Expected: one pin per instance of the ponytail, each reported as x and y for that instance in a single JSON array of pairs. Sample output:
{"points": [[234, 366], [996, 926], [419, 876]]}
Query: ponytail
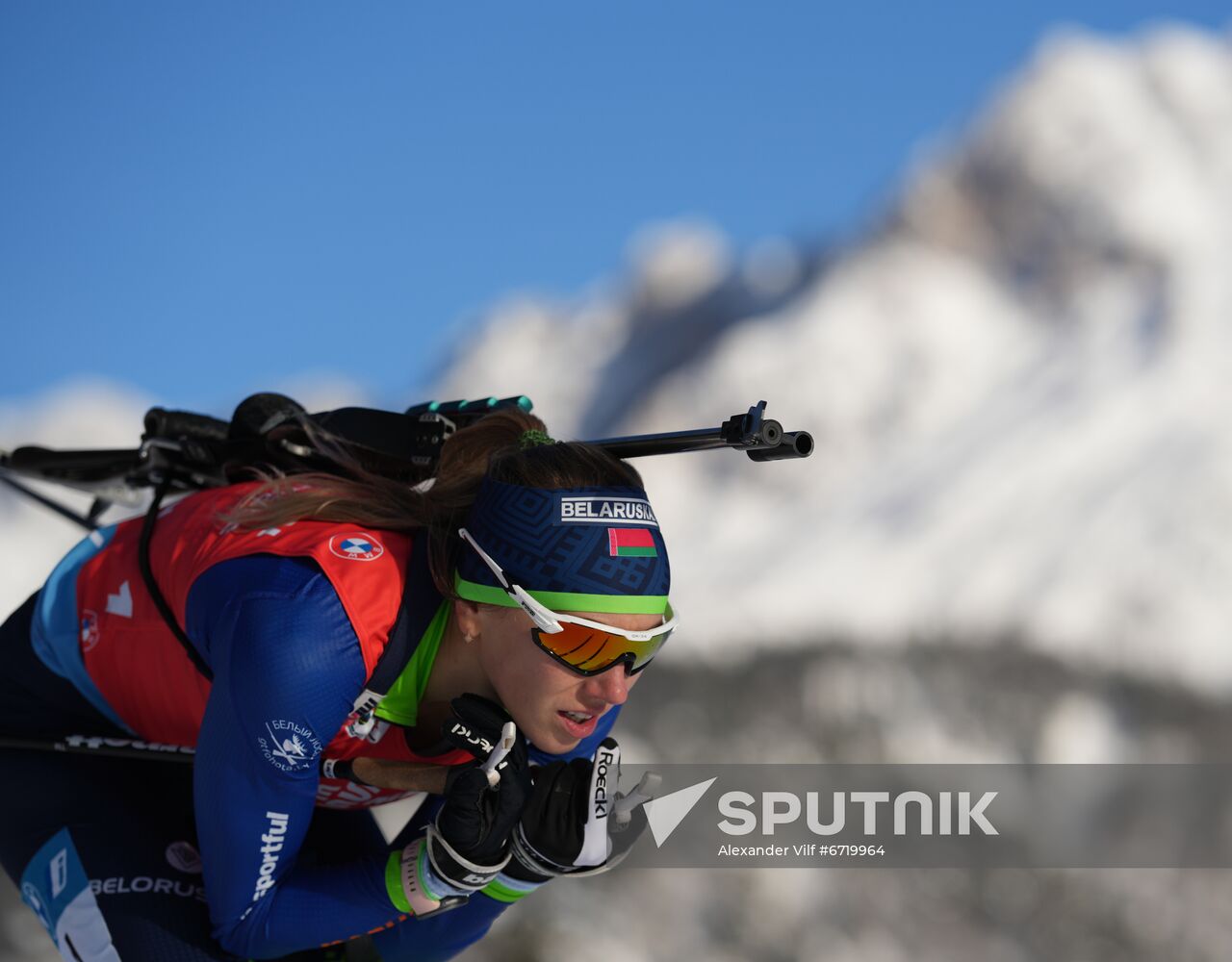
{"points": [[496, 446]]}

=======

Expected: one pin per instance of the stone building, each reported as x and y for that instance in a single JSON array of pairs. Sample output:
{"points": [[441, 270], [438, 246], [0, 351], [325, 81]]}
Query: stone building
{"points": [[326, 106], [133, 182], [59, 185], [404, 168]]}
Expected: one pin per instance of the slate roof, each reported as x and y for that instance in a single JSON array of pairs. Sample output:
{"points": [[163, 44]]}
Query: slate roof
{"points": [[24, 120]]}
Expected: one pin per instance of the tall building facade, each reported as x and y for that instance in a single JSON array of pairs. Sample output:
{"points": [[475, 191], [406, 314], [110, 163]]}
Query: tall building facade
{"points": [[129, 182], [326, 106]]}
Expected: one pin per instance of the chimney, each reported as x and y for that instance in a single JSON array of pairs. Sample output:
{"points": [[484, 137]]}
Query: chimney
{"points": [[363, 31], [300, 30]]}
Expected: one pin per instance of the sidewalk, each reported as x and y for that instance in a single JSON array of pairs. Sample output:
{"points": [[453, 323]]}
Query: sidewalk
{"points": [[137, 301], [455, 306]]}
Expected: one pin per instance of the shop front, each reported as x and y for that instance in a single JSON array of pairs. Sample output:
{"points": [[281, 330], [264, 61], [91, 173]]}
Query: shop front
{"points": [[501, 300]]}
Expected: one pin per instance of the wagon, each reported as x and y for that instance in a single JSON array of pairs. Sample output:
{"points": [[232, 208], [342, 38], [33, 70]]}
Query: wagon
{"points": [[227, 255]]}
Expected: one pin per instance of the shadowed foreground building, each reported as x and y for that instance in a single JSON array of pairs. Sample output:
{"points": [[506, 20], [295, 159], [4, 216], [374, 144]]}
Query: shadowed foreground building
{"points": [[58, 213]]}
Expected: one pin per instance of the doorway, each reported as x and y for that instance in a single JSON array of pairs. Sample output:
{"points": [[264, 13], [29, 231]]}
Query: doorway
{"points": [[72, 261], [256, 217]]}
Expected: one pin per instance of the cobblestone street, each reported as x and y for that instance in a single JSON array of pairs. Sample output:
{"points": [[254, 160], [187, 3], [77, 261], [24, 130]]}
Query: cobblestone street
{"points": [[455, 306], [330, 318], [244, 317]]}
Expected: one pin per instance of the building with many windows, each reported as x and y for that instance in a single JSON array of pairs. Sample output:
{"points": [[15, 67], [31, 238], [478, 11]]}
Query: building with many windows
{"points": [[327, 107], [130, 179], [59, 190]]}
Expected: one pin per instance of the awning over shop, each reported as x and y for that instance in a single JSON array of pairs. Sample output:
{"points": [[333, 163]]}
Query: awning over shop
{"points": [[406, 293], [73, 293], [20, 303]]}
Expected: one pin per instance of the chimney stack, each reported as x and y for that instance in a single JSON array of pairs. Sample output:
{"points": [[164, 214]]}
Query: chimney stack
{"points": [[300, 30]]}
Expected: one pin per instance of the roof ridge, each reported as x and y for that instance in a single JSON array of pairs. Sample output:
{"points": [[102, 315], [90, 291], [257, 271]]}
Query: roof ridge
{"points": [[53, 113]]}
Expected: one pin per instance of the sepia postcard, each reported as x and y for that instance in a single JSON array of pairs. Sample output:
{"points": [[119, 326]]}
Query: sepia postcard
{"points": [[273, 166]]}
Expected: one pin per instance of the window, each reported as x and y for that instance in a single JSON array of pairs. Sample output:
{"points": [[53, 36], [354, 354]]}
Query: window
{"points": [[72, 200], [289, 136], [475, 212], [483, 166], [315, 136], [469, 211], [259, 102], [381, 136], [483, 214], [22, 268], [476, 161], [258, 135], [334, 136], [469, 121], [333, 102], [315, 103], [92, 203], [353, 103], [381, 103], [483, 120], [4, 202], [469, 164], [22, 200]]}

=======

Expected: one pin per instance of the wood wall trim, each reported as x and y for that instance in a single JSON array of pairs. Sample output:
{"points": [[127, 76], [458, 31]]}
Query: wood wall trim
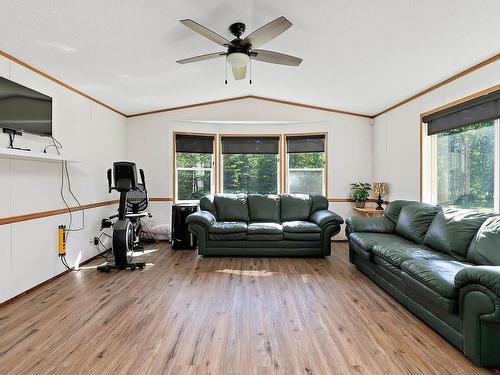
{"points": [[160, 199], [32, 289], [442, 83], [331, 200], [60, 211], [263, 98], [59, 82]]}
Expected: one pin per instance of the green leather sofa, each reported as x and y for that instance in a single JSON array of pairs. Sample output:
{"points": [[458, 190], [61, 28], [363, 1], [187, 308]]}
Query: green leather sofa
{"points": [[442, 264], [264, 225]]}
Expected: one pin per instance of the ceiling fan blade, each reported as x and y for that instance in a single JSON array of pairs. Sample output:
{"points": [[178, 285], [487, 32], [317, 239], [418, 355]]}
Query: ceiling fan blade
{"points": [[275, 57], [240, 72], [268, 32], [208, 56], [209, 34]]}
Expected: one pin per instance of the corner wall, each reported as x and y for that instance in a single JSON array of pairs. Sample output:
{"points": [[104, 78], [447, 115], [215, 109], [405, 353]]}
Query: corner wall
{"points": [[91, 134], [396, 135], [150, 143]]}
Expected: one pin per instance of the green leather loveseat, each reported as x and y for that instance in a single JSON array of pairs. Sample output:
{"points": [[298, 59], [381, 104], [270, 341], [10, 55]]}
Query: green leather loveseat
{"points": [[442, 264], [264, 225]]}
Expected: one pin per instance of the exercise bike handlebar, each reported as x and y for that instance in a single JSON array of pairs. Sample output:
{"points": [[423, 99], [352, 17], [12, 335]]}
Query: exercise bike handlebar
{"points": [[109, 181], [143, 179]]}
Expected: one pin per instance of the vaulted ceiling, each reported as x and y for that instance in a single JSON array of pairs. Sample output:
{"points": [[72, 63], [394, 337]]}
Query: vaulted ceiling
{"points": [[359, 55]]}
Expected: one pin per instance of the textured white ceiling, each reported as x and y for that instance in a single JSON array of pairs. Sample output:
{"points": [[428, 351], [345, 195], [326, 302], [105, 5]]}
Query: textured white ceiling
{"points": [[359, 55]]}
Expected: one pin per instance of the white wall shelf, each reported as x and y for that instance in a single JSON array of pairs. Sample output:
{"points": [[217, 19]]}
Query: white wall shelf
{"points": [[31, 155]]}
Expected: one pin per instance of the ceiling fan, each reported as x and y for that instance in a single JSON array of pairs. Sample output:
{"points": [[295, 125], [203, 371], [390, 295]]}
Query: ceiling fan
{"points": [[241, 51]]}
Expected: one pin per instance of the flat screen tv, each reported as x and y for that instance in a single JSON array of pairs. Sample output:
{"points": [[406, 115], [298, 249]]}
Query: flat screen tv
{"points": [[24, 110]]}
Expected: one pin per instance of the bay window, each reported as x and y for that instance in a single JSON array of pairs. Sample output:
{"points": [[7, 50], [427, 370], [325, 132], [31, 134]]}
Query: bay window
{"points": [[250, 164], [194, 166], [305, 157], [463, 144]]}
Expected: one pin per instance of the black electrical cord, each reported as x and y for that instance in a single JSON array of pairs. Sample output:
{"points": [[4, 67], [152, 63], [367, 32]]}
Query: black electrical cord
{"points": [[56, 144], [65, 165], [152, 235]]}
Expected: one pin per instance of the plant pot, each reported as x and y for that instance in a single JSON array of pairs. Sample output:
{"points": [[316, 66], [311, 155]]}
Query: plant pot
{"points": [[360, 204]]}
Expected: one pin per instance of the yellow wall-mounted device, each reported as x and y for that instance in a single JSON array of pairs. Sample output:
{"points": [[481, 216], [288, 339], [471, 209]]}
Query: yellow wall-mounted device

=======

▶ EXERCISE BRIEF: Locate every line in the records that contains the string "ridge" with matching case, and copy each of those lines.

▶ OUTPUT OF THE TASK:
Expected: one pin per instance of the roof ridge, each reported as x and y for that instance in a single JSON array of pairs. Sample output:
Query: roof ridge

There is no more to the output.